Task details. Look through the records that follow. Copy every line containing the word "glove".

(Items from a dataset)
━━━━━━━━━━━━━━━━━━━━━━━━━━━━━━

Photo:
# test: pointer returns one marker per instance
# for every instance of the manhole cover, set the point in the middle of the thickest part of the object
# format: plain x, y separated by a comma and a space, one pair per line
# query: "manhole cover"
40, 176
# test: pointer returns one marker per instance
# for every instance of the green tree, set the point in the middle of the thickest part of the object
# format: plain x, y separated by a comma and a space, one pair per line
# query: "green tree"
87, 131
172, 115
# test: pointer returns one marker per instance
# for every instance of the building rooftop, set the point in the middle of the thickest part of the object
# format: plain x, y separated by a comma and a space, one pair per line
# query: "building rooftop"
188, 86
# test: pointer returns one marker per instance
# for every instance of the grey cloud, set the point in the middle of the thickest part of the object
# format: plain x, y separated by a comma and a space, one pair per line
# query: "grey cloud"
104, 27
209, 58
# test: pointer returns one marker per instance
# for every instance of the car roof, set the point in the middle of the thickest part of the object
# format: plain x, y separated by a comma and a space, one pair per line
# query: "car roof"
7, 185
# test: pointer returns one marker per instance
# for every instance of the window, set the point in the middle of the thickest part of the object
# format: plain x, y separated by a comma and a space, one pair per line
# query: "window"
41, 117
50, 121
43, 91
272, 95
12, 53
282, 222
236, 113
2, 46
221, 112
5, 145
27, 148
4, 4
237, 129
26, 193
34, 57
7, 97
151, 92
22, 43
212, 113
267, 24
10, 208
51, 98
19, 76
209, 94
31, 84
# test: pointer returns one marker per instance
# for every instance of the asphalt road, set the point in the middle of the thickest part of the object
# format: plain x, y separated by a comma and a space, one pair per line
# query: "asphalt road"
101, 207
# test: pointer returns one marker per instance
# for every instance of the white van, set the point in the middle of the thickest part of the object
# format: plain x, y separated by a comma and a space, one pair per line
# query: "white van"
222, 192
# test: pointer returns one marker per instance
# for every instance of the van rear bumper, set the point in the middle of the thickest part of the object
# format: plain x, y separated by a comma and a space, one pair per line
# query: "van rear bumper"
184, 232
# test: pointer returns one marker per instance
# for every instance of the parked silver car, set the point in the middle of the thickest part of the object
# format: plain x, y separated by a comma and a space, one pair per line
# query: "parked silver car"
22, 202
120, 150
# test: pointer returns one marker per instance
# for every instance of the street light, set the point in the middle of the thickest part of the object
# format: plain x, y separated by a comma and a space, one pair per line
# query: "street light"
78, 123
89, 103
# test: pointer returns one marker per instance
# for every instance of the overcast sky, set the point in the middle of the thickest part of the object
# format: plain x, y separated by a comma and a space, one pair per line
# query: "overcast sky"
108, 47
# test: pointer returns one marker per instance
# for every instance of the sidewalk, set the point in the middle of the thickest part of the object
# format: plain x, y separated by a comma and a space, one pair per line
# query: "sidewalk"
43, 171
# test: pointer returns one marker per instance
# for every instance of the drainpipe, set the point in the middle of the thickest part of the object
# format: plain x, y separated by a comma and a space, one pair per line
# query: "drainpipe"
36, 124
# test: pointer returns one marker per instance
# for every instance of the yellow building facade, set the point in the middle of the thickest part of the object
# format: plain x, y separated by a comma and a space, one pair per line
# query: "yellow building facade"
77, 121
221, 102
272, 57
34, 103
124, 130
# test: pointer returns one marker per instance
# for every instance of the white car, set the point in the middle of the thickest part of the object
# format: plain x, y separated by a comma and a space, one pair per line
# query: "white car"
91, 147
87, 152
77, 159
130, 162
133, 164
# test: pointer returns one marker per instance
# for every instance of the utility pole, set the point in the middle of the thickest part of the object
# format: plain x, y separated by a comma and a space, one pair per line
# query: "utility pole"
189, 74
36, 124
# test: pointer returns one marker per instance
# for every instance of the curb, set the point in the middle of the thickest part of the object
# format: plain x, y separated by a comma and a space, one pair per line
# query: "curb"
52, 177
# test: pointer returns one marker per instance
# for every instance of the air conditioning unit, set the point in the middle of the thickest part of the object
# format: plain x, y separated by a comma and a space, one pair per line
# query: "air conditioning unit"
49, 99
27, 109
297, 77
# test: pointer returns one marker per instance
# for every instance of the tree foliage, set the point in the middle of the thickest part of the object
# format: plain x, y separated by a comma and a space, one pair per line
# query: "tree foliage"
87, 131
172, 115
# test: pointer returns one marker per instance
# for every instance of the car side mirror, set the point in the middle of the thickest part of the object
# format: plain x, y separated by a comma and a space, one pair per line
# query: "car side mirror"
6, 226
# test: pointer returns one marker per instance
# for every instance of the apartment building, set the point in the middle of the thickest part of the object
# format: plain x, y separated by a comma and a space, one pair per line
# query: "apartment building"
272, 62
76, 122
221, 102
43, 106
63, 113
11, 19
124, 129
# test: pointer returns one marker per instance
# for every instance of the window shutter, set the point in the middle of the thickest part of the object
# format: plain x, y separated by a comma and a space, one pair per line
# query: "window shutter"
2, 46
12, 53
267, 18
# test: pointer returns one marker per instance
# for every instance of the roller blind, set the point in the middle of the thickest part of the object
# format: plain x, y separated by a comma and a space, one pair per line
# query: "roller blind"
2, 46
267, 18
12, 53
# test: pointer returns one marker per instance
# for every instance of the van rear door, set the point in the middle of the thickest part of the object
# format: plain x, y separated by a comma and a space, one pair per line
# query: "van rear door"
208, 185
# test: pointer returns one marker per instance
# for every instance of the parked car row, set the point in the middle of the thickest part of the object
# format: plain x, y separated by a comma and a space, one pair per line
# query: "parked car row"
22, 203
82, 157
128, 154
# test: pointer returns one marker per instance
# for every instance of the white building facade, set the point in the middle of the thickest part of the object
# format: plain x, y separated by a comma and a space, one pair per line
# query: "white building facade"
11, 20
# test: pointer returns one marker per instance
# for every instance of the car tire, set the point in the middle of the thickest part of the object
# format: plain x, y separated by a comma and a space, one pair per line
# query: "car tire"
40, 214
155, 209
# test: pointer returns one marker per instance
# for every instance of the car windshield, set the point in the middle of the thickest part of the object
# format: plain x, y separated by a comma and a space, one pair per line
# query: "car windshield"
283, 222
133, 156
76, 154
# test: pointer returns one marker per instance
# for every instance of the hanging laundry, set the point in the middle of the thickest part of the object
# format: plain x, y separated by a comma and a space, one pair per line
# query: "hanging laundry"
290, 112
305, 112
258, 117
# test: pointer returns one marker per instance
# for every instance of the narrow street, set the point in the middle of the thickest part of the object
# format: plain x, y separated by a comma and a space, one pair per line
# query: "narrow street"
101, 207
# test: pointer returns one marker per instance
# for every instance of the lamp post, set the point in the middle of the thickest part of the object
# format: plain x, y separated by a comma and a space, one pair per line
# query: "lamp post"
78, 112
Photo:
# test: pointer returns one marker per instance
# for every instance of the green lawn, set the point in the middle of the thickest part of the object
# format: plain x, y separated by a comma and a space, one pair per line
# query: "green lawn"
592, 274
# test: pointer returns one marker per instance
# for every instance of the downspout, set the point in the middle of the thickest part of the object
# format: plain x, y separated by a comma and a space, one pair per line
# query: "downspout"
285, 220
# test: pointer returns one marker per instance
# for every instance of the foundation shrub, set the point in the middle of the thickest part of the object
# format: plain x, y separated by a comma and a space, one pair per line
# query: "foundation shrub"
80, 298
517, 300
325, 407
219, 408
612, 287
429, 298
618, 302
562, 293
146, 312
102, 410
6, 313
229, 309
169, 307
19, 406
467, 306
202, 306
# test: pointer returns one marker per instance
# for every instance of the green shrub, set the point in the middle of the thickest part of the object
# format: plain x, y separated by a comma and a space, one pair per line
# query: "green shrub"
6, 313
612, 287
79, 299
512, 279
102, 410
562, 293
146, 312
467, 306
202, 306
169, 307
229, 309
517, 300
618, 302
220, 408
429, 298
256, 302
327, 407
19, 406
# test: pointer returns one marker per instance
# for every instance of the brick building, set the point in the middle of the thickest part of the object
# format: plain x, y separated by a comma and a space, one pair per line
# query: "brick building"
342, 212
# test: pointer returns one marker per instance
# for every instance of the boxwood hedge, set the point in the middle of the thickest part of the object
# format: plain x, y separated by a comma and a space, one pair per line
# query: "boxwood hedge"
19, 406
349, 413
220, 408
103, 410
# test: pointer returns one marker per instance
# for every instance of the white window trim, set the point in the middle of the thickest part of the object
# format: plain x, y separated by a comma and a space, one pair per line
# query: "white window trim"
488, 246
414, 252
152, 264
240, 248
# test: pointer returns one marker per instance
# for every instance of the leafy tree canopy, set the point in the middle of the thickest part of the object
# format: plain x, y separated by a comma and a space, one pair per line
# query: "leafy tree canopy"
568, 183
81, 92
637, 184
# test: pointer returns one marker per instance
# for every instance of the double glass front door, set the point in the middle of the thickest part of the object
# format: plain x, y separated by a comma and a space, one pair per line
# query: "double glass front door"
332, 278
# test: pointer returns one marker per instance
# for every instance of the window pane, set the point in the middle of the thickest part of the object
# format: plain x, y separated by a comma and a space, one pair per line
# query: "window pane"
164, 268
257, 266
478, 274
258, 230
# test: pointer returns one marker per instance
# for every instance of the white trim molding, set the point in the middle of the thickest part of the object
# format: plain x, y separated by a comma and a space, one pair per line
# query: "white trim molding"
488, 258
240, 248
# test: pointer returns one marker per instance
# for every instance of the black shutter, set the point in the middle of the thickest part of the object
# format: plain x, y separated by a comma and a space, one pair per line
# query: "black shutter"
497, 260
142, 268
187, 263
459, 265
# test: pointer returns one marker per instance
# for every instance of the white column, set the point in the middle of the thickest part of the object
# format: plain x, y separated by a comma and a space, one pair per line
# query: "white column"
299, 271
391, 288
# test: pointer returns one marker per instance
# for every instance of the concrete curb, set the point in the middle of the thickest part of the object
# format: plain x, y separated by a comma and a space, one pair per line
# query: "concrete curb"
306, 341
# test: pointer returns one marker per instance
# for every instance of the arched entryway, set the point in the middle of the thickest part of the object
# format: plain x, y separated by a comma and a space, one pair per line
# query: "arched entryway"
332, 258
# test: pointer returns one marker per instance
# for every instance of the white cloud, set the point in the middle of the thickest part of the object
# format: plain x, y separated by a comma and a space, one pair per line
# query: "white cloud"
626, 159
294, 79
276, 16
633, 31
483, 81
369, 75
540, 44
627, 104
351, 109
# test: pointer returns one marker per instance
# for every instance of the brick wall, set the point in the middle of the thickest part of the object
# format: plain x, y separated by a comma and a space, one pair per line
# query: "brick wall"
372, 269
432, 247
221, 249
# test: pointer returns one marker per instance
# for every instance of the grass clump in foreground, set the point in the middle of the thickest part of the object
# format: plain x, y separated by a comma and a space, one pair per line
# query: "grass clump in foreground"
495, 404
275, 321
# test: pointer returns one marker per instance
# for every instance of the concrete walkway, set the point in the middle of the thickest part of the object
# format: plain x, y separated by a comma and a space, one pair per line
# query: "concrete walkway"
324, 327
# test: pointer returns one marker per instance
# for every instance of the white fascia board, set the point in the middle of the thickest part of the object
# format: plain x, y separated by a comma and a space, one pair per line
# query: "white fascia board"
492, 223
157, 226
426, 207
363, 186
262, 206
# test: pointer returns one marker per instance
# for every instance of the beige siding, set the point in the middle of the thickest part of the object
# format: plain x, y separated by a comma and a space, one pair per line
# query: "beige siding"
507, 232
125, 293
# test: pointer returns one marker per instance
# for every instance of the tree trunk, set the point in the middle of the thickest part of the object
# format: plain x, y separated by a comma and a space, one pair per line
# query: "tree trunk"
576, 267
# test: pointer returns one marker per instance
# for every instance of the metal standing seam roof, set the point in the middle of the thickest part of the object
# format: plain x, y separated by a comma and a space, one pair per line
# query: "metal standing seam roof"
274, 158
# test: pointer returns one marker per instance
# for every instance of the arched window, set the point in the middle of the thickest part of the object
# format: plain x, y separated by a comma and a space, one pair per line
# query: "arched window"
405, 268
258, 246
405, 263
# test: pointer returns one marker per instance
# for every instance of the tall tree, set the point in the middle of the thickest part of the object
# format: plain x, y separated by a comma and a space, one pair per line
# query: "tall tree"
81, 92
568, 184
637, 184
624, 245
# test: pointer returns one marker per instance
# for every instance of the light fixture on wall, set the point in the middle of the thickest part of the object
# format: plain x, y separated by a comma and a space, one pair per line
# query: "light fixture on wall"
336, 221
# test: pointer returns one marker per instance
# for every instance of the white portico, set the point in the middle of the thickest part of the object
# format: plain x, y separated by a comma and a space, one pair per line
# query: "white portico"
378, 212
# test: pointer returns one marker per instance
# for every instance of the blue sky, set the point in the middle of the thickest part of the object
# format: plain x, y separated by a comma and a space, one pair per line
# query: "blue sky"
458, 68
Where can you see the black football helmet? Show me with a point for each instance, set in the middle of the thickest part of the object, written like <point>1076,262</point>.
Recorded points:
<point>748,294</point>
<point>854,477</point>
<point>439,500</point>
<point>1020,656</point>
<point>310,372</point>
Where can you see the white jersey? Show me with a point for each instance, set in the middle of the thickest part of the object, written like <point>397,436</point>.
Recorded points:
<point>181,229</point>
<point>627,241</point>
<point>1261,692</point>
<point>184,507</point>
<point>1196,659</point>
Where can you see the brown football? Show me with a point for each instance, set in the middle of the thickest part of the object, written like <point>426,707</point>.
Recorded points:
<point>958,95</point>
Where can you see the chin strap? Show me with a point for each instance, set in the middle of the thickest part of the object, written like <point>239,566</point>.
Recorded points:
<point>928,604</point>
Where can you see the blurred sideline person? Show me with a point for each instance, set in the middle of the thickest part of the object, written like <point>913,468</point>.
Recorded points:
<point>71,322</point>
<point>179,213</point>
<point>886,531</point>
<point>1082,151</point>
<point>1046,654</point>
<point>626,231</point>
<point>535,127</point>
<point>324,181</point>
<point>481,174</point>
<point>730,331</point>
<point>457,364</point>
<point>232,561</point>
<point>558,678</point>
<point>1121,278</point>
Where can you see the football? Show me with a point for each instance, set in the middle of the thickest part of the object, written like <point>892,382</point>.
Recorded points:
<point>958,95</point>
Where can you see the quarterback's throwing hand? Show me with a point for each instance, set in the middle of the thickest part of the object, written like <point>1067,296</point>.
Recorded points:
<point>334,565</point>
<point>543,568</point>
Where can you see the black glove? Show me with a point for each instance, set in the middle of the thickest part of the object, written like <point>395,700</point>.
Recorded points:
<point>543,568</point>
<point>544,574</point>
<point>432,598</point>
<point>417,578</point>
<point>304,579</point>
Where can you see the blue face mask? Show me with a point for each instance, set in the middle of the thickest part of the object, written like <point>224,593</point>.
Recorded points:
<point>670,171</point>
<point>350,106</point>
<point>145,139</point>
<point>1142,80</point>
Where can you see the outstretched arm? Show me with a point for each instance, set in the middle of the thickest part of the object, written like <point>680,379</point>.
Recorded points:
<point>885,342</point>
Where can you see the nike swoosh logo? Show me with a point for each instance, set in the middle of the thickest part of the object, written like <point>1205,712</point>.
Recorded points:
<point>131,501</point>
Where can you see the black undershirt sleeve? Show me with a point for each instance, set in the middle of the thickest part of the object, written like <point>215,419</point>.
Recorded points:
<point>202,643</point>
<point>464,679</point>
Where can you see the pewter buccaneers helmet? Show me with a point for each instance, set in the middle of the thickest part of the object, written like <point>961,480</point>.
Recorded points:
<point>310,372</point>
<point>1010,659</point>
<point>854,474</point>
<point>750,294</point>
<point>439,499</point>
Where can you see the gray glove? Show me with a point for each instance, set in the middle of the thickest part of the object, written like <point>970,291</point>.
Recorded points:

━━━━━━━━━━━━━━━━━━━━━━━━━━━━━━

Solution below.
Where can you see the black glove? Show me with a point for each instance, set in the middle of the thickest part of the object, written like <point>395,700</point>.
Where can you see the gray glove? Show me with a point for each instance, set in the middle of the thickest part of the object, written like <point>970,291</point>.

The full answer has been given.